Input Description: A set \(S\) of points \(p_1,...,p_n\).
Problem: Decompose the space into regions around each point, such that all the points in the region around \(p_i\) are closer to \(p_i\) than any other point in \(S\).
Excerpt from The Algorithm Design Manual: Voronoi diagrams represent the region of influence around each of a given set of sites. If these sites represent the locations of McDonald's restaurants, the Voronoi diagram partitions space into cells around each restaurant. For each person living in a particular cell, the defining McDonald's represents the closest place to get a Big Mac.
Voronoi diagrams have a surprising variety of uses:
- Nearest neighbor search -- For a query point \(q\), finding its nearest neighbor from a fixed set of points \(S\) is simply a matter of determining which cell in the Voronoi diagram of \(S\) contains \(q\).

#### [PROBLEM STATEMENT]
Copy out the Voronoi diagram passage in full, word for word.

#### [RECORD SET]
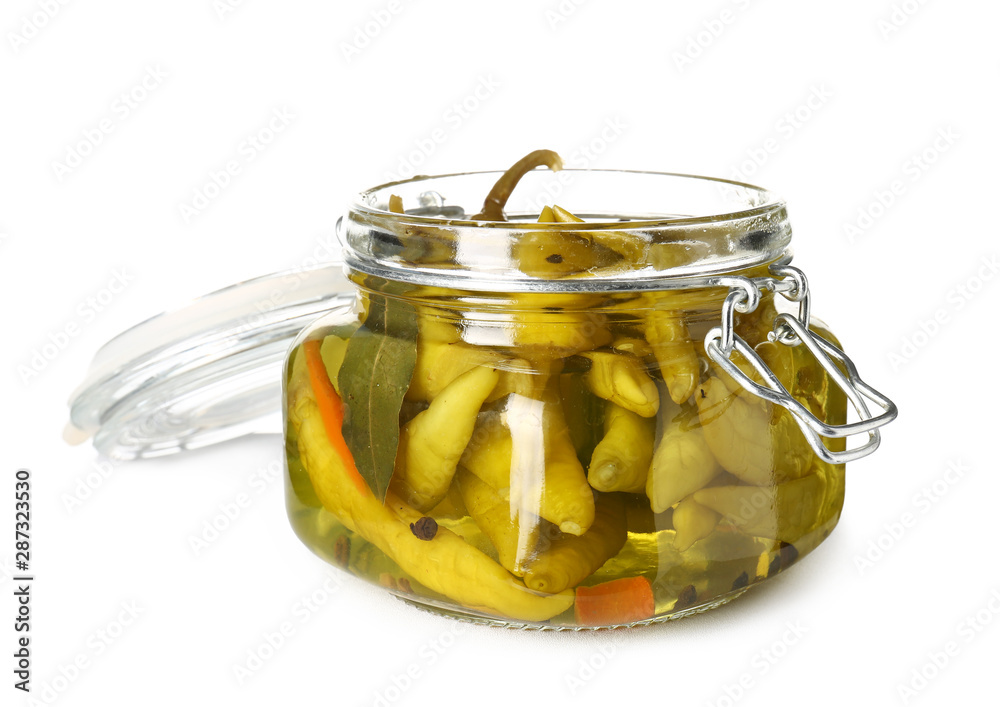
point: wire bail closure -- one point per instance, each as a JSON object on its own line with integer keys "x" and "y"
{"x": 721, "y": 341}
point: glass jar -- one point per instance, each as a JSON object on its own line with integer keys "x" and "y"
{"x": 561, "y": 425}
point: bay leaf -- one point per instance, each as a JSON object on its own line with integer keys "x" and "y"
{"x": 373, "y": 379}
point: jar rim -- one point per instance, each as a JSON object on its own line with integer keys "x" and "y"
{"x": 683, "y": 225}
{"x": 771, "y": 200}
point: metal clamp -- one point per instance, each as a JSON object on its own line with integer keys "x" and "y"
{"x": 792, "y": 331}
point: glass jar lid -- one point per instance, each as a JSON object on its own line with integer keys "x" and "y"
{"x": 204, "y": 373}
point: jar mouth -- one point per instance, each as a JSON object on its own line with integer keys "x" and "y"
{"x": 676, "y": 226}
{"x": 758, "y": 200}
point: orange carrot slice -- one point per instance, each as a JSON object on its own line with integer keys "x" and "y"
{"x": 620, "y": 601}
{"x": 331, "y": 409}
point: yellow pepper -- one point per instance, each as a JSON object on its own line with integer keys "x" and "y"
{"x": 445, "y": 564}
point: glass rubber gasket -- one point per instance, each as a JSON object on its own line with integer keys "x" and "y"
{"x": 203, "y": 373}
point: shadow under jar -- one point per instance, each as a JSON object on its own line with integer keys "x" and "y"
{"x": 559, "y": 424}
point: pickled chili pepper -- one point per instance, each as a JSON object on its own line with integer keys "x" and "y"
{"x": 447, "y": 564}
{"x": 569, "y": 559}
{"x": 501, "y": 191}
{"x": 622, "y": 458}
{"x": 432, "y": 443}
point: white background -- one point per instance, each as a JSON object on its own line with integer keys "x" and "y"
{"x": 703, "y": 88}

#### [REPLY TO THE TASK]
Input Description: A set \(S\) of points \(p_1,...,p_n\).
Problem: Decompose the space into regions around each point, such that all the points in the region around \(p_i\) are closer to \(p_i\) than any other point in \(S\).
Excerpt from The Algorithm Design Manual: Voronoi diagrams represent the region of influence around each of a given set of sites. If these sites represent the locations of McDonald's restaurants, the Voronoi diagram partitions space into cells around each restaurant. For each person living in a particular cell, the defining McDonald's represents the closest place to get a Big Mac.
Voronoi diagrams have a surprising variety of uses:
- Nearest neighbor search -- For a query point \(q\), finding its nearest neighbor from a fixed set of points \(S\) is simply a matter of determining which cell in the Voronoi diagram of \(S\) contains \(q\).